• [PROBLEM DESCRIPTION]:
Retype the whole listing below precisely.

• [DATASET RECORDS]:
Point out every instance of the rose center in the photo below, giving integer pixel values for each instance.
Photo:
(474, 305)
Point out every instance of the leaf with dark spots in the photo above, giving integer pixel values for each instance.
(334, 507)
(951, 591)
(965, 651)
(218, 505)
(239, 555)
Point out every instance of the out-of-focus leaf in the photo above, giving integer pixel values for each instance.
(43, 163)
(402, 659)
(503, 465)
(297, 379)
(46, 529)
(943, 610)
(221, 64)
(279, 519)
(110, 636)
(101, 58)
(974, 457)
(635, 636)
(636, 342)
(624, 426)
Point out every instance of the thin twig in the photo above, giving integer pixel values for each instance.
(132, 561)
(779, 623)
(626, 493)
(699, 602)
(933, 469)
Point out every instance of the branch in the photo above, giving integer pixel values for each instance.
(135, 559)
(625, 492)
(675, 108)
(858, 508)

• [SOLUTION TO THE EXERCISE]:
Point out every instance of the rose center in the photo below, giving integer pixel values for each instance.
Photo:
(474, 305)
Point out every instance of the leaf with dark spots in the photo above, giving integer pixel values for each instance.
(334, 507)
(951, 591)
(965, 651)
(218, 505)
(239, 555)
Point out every instance of the out-of-focus leaf in the photo above, giving integer pixel values for each instance.
(43, 163)
(402, 659)
(503, 465)
(297, 379)
(46, 529)
(943, 610)
(221, 64)
(279, 519)
(110, 636)
(101, 58)
(974, 457)
(635, 636)
(636, 342)
(624, 426)
Point out every instance of the thin twig in the photo above, giving integer pixel values for each instance.
(132, 561)
(779, 623)
(626, 493)
(699, 602)
(933, 469)
Point out every instance of the branch in the photo above, giving integer pixel values for each instance.
(135, 559)
(625, 492)
(675, 108)
(858, 508)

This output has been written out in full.